### ВЫБРАННЫЙ ТЕКСТ
Вот ответ Ф. Сологуба на карамазовские вопросы. Оказывается, что «красота» не только открывает выход из передоновщины, но и оправдывает иррациональное по своей сущности зло; вопрос о людских страданиях покрывается идеей красоты страждущего тела. Но в том-то и беда, что именно только «вопрос» покрывается «идеей», а вовсе не страдания тела — красотой его; в этом пункте напрасна попытка устранить с дороги карамазовские вопросы повторением излюбленного Достоевским мотива: «Сладко и когда больно…» И если даже «сладко» и «больно» относятся не к двум различным субъектам, созерцающему и страдающему, а к одному и тому же, как мы скоро услышим от сологубовской Нюты Ермолиной, то все же на таком общем месте далеко не уедешь. И при чем «телесная красота» в случае хотя бы с тем мальчиком, которого «мать с отцом замучили: долго палкой били, долго розгами терзали»? Вся красота всего мира — стоит ли она одной слезинки этого замученного ребенка? Со стороны глядя — быть может; «страдать — и это хорошо» — но только когда страдает другой… Вот и Людмила любит не только одно «голое тело, которое может наслаждаться», но любит и «Его… знаешь… Распятого… Знаешь, приснится иногда — Он на кресте, и на теле кровавые капельки». Но какие эстетические переживания могут оправдать человеческую муку, если ее не оправдывает даже всемирная гармония, даже будущее райское блаженство?

### ВЫДЕРЖКИ ИЗ ДАННЫХ

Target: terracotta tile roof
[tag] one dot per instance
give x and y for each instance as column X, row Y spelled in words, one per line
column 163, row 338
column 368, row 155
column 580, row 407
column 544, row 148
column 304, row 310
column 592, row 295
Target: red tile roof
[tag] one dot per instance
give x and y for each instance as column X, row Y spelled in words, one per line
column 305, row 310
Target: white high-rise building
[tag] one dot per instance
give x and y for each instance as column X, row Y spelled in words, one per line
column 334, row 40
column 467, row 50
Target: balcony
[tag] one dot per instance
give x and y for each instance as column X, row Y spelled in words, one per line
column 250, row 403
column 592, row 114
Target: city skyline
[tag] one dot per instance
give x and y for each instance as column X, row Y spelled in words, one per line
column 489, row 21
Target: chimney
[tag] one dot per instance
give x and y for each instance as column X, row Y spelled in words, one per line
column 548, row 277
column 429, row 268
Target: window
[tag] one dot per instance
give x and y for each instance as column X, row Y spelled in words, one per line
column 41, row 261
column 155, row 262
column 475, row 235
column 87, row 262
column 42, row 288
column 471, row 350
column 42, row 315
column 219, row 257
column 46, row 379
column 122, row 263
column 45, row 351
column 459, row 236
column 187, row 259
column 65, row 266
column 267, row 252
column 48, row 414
--
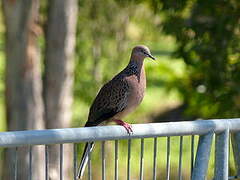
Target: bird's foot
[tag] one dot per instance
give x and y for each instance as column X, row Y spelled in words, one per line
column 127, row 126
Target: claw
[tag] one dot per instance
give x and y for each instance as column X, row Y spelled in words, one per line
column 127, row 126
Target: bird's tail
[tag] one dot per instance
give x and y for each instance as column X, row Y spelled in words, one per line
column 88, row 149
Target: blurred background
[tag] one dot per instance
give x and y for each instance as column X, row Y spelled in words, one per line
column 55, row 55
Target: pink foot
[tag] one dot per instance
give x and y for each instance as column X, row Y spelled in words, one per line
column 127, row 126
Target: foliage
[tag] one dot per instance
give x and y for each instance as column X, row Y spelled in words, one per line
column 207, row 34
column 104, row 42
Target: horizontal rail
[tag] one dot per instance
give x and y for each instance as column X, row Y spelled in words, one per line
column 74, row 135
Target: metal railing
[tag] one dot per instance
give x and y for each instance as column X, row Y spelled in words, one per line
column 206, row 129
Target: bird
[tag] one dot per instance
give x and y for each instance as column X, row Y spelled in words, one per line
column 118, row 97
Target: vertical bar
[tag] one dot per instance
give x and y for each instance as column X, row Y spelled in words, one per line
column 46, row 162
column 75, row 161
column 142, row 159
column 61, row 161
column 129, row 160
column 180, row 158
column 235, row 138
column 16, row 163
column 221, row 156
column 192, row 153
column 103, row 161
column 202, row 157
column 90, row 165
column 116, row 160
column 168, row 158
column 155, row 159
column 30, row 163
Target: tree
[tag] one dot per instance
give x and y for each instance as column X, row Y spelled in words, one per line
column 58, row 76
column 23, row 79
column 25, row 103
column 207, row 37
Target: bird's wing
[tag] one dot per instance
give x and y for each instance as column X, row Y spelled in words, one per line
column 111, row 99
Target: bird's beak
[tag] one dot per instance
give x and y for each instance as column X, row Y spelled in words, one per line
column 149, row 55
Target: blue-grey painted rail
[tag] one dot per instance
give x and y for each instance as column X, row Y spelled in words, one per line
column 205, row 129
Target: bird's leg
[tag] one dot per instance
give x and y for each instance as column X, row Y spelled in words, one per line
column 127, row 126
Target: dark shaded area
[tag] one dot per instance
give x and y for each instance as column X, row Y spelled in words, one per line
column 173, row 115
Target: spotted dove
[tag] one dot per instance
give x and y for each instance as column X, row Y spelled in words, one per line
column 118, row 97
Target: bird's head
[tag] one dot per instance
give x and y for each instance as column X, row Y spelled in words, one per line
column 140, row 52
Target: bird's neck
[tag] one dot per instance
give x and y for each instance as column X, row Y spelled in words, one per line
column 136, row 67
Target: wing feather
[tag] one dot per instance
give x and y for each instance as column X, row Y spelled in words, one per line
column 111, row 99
---
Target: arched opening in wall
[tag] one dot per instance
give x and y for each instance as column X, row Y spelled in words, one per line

### ПИСЬМЕННОЕ ЗАДАНИЕ
Ответьте коротко на вопросы по отрывку о Сологубе.
(а) Что, согласно отрывку, не только открывает выход из передоновщины, но и оправдывает зло?
(б) Кто замучил мальчика, о котором говорится в отрывке, и как именно?
(в) Кого, помимо «голого тела», любит Людмила?

### ОТВЕТ НА ЗАДАНИЕ
(а) Красота.
(б) Мать с отцом: они долго били его палкой и долго терзали розгами.
(в) Распятого.